**Selection:**
-=-=-
[glue-wg] Datastore proposal

Burke, S (Stephen) S.Burke at rl.ac.uk
Wed Apr 16 07:58:59 CDT 2008


Paul Millar [mailto:paul.millar at desy.de] said:
> So, if some site offers some disks that provide a 
> custodial-like service and 
> others that provide replica-like service, they would be 
> represented as separate Datastore objects, right?

Probably, but it depends how it's implemented. If the system decides
dynamically where to put files in a common set of hardware regardless of
the RP it would all be one Datastore. However, I suspect it would be
more common to have separate hardware. At some level this relates to the
discussion about whether the Share.RP can be multivalued.

> Or is more the difference between disk 
> used for caching and disk used as part of UserDomain's 
> allocated space (D1T1, D1T0)?

Again I think it's a matter of implementation. Usually I'd expect cache
disks to be physically distinct, but maybe sometimes they aren't -
perhaps it could be useful to allow a cache to overflow into the free
space of permanent storage.

> OK, but it would be equally OK to publish all disk storage as one big 
> generic "disk" Datastore, right?
-=-=-
(Location identification entries)
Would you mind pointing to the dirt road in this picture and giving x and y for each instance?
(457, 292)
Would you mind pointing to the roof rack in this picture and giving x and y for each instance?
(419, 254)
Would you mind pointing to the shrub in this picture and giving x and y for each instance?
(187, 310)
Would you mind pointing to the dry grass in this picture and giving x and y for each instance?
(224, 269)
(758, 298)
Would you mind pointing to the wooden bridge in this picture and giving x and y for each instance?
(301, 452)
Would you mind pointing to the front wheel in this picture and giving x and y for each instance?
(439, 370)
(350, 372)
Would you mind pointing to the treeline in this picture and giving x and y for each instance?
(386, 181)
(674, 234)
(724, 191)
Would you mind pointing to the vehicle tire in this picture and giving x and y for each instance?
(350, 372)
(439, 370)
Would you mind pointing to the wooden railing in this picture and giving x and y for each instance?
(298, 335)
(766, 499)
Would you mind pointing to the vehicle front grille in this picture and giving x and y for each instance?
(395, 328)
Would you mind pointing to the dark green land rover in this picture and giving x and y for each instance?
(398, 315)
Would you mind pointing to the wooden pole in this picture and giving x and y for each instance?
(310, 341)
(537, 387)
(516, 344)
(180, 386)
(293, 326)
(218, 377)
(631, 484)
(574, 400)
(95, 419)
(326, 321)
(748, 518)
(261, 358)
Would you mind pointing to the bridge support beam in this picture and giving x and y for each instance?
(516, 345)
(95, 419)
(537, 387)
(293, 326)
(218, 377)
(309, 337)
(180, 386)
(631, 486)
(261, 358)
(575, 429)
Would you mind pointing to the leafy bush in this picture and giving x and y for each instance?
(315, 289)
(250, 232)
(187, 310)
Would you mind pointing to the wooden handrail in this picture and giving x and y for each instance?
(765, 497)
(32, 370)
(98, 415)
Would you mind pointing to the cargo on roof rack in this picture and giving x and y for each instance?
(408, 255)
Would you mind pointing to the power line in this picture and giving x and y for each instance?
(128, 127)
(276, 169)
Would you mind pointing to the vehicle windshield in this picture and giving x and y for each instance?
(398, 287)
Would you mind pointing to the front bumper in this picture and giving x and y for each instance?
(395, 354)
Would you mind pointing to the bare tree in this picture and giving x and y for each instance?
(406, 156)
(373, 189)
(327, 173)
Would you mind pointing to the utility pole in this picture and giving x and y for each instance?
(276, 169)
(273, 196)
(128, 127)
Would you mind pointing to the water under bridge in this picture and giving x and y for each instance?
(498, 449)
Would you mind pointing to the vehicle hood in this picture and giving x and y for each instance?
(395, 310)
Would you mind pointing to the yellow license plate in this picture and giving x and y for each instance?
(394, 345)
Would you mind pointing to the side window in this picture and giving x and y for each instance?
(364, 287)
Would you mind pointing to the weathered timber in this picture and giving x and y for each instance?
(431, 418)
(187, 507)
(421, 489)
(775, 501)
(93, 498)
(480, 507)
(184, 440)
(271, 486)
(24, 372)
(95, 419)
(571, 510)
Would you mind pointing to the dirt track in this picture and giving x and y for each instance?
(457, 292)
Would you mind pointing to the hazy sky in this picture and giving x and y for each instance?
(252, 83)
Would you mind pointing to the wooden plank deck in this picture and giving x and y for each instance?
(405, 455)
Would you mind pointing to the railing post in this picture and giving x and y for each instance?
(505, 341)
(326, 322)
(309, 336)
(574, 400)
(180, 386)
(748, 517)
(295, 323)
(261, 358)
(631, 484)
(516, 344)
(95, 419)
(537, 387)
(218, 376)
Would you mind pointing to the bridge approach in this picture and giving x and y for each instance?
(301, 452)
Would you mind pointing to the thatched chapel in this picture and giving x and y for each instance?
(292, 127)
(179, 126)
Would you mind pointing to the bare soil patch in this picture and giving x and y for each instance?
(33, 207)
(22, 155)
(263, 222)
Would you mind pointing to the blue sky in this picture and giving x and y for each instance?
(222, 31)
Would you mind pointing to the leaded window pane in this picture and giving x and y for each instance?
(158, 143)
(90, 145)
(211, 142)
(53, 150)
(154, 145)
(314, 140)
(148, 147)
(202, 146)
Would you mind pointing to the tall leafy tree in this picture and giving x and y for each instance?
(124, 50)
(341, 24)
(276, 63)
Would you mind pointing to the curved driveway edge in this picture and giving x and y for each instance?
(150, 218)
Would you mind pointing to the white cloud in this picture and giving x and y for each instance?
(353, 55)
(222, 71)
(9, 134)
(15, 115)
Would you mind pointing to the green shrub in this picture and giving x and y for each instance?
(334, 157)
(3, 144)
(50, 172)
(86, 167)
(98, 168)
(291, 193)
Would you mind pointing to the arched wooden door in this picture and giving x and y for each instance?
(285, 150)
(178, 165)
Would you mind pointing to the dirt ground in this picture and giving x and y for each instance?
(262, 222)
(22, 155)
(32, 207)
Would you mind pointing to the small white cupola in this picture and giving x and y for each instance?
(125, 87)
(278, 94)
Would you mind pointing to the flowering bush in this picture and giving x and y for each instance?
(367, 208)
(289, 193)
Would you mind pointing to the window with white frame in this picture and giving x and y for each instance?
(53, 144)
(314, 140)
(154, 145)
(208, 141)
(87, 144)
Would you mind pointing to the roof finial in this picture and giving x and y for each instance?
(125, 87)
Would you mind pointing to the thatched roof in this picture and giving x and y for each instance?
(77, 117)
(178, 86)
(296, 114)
-=-=-
**Parts of the exercise:**
[A] Render the sentence "However, I suspect it would be more common to have separate hardware." from the Datastore proposal message into Spanish.
[B] Carry the Datastore proposal message forward from the point where it stops.
The records are not needed for any of the tasks.

**Task results:**
[A] Sin embargo, sospecho que sería más común tener hardware separado.

[B]
If it's all managed by a single Resource, yes. The difference you would
get from splitting a homogenous Datastore into pieces would be from the
relation to the Share, so it would only matter at all if different
Shares mapped to distinct disk servers, and in any case you have the
size information at the share level.

> > Type (disk, tape, ... - open enumeration)
> 
> ... which we would define the common types, right?

Yes - but do we have anything common apart from tape and disk? dvd?

> > one Datastore can
> > only be managed by one Resource - if there are e.g. multiple sets of
> > disk servers managed by several different software systems 
> that would constitute multiple Datastores.
> 
> OK, I think, but it might depend on the "management" aspect 
> of Datastores.

Can you elaborate? As I said earlier we have the situation at RAL that
all the different Castor instances (Resources) share a common tape
system, but I think that's too complicated to deal with, we should just
treat it as multiple tape Datastores.

> How about, instead of associating the StorageShare with the 
> Datastore, there 
> was a link between the StorageCapacity (associated with a 
> StorageShare) to the Datastore?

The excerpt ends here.